### [Set of tasks]
(1) Write out the passage of the Hilton Head fishing thread from "Hilton Head is" up to and including "makes fishing slow.", word for word.
(2) In the Hilton Head fishing thread, how far can the tide swing during a spring tide cycle?
(3) Extend the Hilton Head fishing thread, picking up right after its final line.

### [Page]
# Hilton Head in May-June?



## firstmatefluff (Aug 13, 2004)

I am also considering Hilton Head--is the surf fishing there any good in May-June? (Is it ever any good there--if I recall correctly, it was sort of panned ina few earlier posts).

Thanks, 
Mark


----------



## Fatback (Aug 6, 2003)

Hey firstmatefluff

Hilton Head is just 13 miles north of me. Never fished there. But the end of April on into May is an awesome time to fish. Huge Trout, Whiting, Red and Black Drum, Flounder, Pompano, and even Spanish Mackerel show up in May. Sharks start biting good in May all so.

Keep in mind about our tides, and try not to come during a "spring" tide cycle. It can swing up to 9 feet and it usually makes the water real dirty and currents bad. Which in turn makes fishing slow.


----------



## firstmatefluff (Aug 13, 2004)

*help a midwesterner*

so, when and what is a spring tide??

Looking to come mid-may through June sometime.........sounds like a nice place, although I had heard HH was pretty flat and so not the greatest for fishing


----------



## Fatback (Aug 6, 2003)

Position identification records

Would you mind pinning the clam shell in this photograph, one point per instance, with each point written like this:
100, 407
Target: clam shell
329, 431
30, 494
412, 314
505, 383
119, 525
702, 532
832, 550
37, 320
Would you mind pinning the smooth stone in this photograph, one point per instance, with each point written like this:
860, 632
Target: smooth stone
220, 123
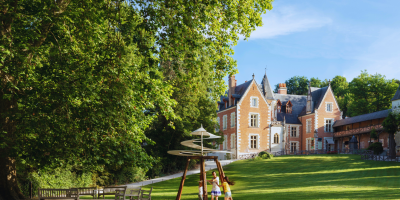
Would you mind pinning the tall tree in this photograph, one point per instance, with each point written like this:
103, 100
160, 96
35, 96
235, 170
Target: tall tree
315, 82
340, 88
370, 93
391, 124
82, 80
297, 85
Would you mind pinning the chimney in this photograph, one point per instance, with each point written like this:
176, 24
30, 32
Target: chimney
231, 86
282, 88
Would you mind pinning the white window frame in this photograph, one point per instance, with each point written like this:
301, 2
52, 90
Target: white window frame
233, 119
308, 125
224, 143
296, 128
331, 107
219, 124
325, 125
225, 122
276, 134
257, 141
233, 141
257, 120
252, 100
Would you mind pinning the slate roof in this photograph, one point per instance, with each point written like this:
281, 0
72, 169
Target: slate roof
317, 95
239, 91
397, 95
298, 102
266, 88
361, 118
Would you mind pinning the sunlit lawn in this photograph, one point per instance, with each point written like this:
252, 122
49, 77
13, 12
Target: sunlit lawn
300, 177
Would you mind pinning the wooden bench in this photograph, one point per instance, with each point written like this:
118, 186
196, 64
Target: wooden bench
133, 193
58, 194
86, 191
111, 190
146, 194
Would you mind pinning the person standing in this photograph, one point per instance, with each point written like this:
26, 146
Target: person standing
215, 191
227, 189
200, 190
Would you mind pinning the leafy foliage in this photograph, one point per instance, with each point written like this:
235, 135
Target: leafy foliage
373, 134
376, 147
82, 80
370, 93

### [Per-task outputs]
(1)
Hilton Head is just 13 miles north of me. Never fished there. But the end of April on into May is an awesome time to fish. Huge Trout, Whiting, Red and Black Drum, Flounder, Pompano, and even Spanish Mackerel show up in May. Sharks start biting good in May all so.

Keep in mind about our tides, and try not to come during a "spring" tide cycle. It can swing up to 9 feet and it usually makes the water real dirty and currents bad. Which in turn makes fishing slow.

(2) Up to 9 feet.

(3)
A "spring tide" is when the sun and the moon are kinda in alignment, and are rising and setting in a way that creates a stronger gravitational effect on the water. The full gravitational effect of the sun and moon are working together. So, what that means is, you get a "spring" effect on the tides. At low tide it goes way out and "loads" up..........and when it changes it releases and comes way in.........then "loads up" to go out again. It's a tide period that happens a few times a year every where. The currents get strong because of the extra gravity of the sun/moon and the water gets dirty because: 1. The water is moving faster and further, stirring stuff up and 2. The high end of the tide goes way up where it does not normally go and "washes" stuff into the water. The wind all so has an effect on this type of tide, depending on strength and direction.

This is important to know about in our area because (as you have heard) it is real flat here on our coast. This flatness (shallowness) is what causes our big tide swings. The slope of our ocean front only drops a foot or two for every few hundred yards you go out. Its called the South Atlantic Bight. Basically a really big flat cove that starts in north FLA and extends to the northern part of S. Carolina. Easily seen on a map. 

The point is, fishing is much better during regular tide periods vs. spring tide periods.

Anyway, yes Hilton Head is nice depending on who you ask or what your looking for. You might say that most folks in our area would say they are "well to do" or perhaps "UPPITY". With lots of condos and expensive shops. Yes, nice in a sense, but if your looking for more of a "down home" kinda place don't bother. But if you want more of a resort/golf course/high end shops kinda place you will like it.


----------



## firstmatefluff (Aug 13, 2004)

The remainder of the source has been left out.